====== DATASET EXCERPTS ======

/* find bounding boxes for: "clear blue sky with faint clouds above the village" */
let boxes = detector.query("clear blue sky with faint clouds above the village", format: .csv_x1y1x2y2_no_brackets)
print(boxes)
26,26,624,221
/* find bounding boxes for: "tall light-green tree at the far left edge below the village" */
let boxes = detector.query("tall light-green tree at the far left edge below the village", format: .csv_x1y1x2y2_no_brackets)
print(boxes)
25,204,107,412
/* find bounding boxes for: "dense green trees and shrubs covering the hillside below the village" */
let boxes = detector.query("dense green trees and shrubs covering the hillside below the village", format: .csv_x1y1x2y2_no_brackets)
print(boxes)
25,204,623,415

======

→ INSTRUCTIONS FOR THE TASK
In the records above, find each line holding "dense" and copy it.

→ SOLVED EXERCISE
/* find bounding boxes for: "dense green trees and shrubs covering the hillside below the village" */
let boxes = detector.query("dense green trees and shrubs covering the hillside below the village", format: .csv_x1y1x2y2_no_brackets)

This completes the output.